* **Work to be completed**:
Go through the data and say how many lines include the string "peak"; return only the figure.

* **Dataset entries**:
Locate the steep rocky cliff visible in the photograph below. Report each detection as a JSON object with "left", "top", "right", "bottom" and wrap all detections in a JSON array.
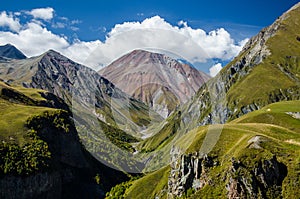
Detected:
[
  {"left": 167, "top": 148, "right": 216, "bottom": 198},
  {"left": 226, "top": 156, "right": 287, "bottom": 199},
  {"left": 167, "top": 151, "right": 287, "bottom": 199}
]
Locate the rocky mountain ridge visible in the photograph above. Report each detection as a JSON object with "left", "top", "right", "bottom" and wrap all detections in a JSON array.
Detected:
[{"left": 0, "top": 48, "right": 163, "bottom": 173}]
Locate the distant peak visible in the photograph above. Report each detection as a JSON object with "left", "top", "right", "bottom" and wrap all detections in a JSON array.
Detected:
[
  {"left": 41, "top": 49, "right": 64, "bottom": 58},
  {"left": 0, "top": 44, "right": 27, "bottom": 59},
  {"left": 45, "top": 49, "right": 60, "bottom": 54},
  {"left": 4, "top": 43, "right": 13, "bottom": 47},
  {"left": 130, "top": 49, "right": 166, "bottom": 56},
  {"left": 131, "top": 49, "right": 148, "bottom": 53}
]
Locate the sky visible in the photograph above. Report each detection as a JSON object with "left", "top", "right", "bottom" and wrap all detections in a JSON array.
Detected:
[{"left": 0, "top": 0, "right": 299, "bottom": 76}]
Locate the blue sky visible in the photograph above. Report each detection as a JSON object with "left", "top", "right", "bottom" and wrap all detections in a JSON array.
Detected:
[
  {"left": 0, "top": 0, "right": 299, "bottom": 75},
  {"left": 1, "top": 0, "right": 297, "bottom": 40}
]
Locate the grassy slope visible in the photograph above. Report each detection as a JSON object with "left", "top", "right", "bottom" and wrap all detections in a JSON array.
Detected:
[
  {"left": 226, "top": 6, "right": 300, "bottom": 109},
  {"left": 0, "top": 81, "right": 56, "bottom": 145},
  {"left": 231, "top": 100, "right": 300, "bottom": 134},
  {"left": 125, "top": 166, "right": 170, "bottom": 199},
  {"left": 139, "top": 6, "right": 300, "bottom": 153},
  {"left": 0, "top": 80, "right": 131, "bottom": 197},
  {"left": 138, "top": 109, "right": 181, "bottom": 152},
  {"left": 0, "top": 99, "right": 53, "bottom": 145},
  {"left": 123, "top": 100, "right": 300, "bottom": 198},
  {"left": 0, "top": 81, "right": 62, "bottom": 176}
]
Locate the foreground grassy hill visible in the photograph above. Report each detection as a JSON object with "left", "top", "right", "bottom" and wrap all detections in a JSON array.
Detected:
[{"left": 106, "top": 100, "right": 300, "bottom": 198}]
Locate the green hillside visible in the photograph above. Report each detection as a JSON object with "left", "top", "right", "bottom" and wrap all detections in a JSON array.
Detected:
[
  {"left": 114, "top": 100, "right": 300, "bottom": 198},
  {"left": 225, "top": 4, "right": 300, "bottom": 115},
  {"left": 0, "top": 81, "right": 57, "bottom": 144},
  {"left": 139, "top": 3, "right": 300, "bottom": 155}
]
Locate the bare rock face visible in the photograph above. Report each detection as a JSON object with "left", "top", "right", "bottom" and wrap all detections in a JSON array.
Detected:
[
  {"left": 226, "top": 156, "right": 287, "bottom": 199},
  {"left": 99, "top": 50, "right": 210, "bottom": 118},
  {"left": 167, "top": 148, "right": 287, "bottom": 199},
  {"left": 167, "top": 148, "right": 216, "bottom": 198}
]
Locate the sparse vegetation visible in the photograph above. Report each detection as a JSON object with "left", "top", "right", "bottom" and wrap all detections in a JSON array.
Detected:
[{"left": 97, "top": 118, "right": 140, "bottom": 152}]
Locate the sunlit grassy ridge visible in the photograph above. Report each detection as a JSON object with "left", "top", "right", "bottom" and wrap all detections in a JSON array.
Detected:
[
  {"left": 117, "top": 100, "right": 300, "bottom": 198},
  {"left": 231, "top": 100, "right": 300, "bottom": 134},
  {"left": 139, "top": 5, "right": 300, "bottom": 154},
  {"left": 226, "top": 6, "right": 300, "bottom": 110},
  {"left": 0, "top": 81, "right": 67, "bottom": 176},
  {"left": 0, "top": 81, "right": 57, "bottom": 145}
]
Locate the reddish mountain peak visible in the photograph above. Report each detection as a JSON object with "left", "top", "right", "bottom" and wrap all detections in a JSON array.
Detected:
[{"left": 99, "top": 49, "right": 210, "bottom": 117}]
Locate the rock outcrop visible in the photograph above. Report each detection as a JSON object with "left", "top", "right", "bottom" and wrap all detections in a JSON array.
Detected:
[
  {"left": 167, "top": 149, "right": 287, "bottom": 199},
  {"left": 226, "top": 156, "right": 287, "bottom": 199},
  {"left": 167, "top": 148, "right": 216, "bottom": 198}
]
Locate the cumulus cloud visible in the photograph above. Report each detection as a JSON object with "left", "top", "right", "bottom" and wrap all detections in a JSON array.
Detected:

* **Worked solution**:
2